But the secret is a lie.

Every guidebook to the city is in on the take.

Who wants to drink with tourists?!

That evening, I took my usual seat at the Cherry, just by the window. Its predictable emptiness endorsed my choice. Silence permeated the room. A gin and soda arrived in an unassuming highball glass, naked except for a slice of lemon and a handful of ice. I had two. Total cost, $10.00. 

Then I went home.

But not before having to walk back towards the bar on the Cherry’s west side, where a small crowd still lurked, waiting for approval from an iPad. I passed through, appropriately tipsy. A slight smirk on my face.

I had won.

The Cherry had won.

©Konstantin Sergeyev - New York Magazine

But how long can it continue, being sandwiched between the seductive sex of faux obscurity, photogenic beverages, and the art of craft? One day, I fully expect the Cherry’s worn-out wood bar, with an underbelly of discarded gum, will be dismantled and closed like the Blarney Stone, Manitoba’s, and St. Dymphna’s before it. Or bought, and turned into a characterized undead version of itself like Ray’s or Holiday Cocktail Lounge.

* [Tasks]:
a. For the passage about the Cherry, state whether each statement agrees with it: (i) the narrator's drink came with a slice of lemon; (ii) the narrator had three drinks; (iii) the total cost was $12.00. Answer yes or no for each, quoting the deciding words.
b. Duplicate the stretch of the passage about the Cherry from "But how long" through "Holiday Cocktail Lounge.".
The items that come next are separate material, unconnected to the passage about the Cherry.

Rows of box annotation data
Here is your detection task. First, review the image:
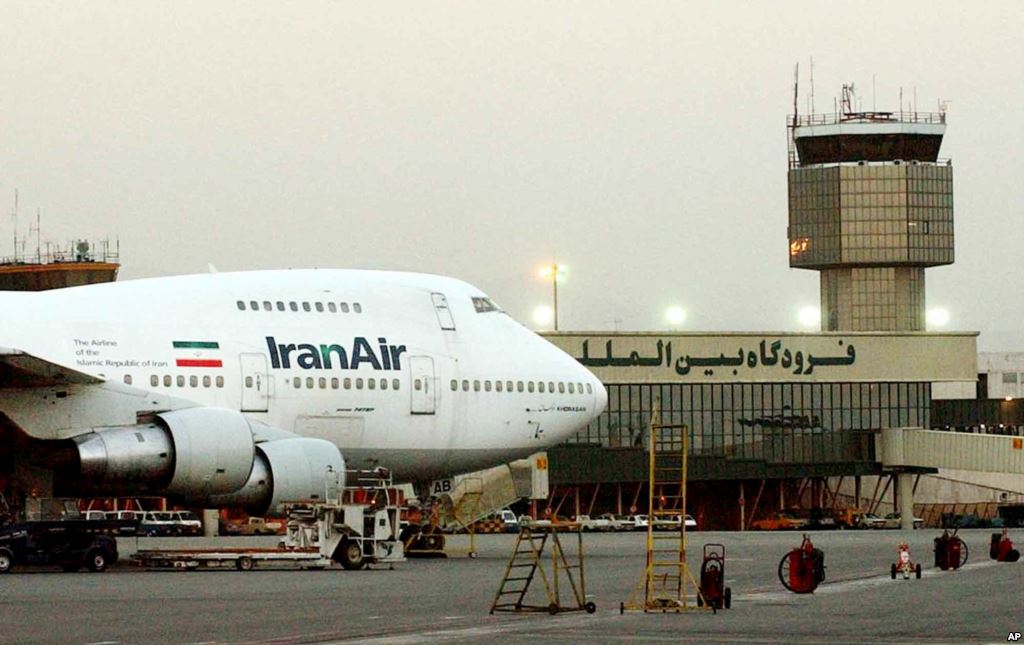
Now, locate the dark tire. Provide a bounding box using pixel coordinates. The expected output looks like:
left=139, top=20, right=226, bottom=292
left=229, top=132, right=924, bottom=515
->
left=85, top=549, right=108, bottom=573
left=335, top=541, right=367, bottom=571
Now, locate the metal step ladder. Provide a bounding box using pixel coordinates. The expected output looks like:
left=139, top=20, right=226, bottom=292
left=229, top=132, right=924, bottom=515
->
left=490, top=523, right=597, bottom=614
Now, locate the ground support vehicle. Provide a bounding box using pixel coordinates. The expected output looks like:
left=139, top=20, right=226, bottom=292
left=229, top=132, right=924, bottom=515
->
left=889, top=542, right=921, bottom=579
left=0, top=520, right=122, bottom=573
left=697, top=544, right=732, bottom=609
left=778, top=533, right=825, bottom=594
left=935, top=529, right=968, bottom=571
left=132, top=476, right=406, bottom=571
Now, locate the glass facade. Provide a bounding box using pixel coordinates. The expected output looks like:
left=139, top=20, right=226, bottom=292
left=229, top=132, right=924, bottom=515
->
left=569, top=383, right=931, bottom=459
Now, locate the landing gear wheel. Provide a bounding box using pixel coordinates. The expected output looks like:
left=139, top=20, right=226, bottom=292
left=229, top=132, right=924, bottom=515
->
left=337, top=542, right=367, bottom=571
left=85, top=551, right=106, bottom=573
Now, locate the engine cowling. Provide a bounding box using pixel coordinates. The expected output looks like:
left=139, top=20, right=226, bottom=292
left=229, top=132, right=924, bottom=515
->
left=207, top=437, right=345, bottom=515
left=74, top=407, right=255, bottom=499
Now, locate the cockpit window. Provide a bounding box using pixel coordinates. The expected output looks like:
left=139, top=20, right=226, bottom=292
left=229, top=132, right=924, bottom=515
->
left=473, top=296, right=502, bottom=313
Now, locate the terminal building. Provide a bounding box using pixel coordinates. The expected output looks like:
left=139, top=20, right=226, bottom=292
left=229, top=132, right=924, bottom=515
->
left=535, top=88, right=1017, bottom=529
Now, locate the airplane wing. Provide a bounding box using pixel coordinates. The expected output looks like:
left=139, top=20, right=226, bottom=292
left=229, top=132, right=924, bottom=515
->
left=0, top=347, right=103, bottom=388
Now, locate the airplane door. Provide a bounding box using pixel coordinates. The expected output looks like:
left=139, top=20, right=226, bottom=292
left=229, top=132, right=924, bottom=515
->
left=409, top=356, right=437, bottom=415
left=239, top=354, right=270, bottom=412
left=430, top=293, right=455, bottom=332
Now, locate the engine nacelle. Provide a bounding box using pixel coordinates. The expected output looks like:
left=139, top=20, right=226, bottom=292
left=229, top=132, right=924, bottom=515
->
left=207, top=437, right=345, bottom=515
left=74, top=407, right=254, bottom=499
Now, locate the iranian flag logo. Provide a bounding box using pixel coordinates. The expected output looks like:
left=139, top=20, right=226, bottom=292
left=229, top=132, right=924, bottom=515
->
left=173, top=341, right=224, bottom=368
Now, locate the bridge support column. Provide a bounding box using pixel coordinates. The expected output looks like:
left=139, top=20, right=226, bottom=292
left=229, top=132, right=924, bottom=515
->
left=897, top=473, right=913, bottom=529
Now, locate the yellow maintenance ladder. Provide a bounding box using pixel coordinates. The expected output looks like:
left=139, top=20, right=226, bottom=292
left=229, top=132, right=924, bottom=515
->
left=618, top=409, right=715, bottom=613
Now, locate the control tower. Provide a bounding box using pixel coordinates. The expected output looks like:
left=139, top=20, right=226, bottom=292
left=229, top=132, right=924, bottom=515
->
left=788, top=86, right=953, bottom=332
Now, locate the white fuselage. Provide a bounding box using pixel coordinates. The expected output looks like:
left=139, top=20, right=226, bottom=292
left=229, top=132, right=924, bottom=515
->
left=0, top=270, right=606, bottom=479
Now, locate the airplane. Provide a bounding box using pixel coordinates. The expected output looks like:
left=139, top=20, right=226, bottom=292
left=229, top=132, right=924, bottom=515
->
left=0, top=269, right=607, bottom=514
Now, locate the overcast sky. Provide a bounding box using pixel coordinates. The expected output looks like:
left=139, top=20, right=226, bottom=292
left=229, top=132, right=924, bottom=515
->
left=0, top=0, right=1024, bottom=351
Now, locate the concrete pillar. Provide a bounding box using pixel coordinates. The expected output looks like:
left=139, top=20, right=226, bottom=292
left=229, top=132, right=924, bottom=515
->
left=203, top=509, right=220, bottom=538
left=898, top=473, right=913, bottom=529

* [Solution list]:
a.
(i) Yes: "A gin and soda arrived in an unassuming highball glass, naked except for a slice of lemon and a handful of ice."
(ii) No: "I had two."
(iii) No: "Total cost, $10.00."

b.
But how long can it continue, being sandwiched between the seductive sex of faux obscurity, photogenic beverages, and the art of craft? One day, I fully expect the Cherry’s worn-out wood bar, with an underbelly of discarded gum, will be dismantled and closed like the Blarney Stone, Manitoba’s, and St. Dymphna’s before it. Or bought, and turned into a characterized undead version of itself like Ray’s or Holiday Cocktail Lounge.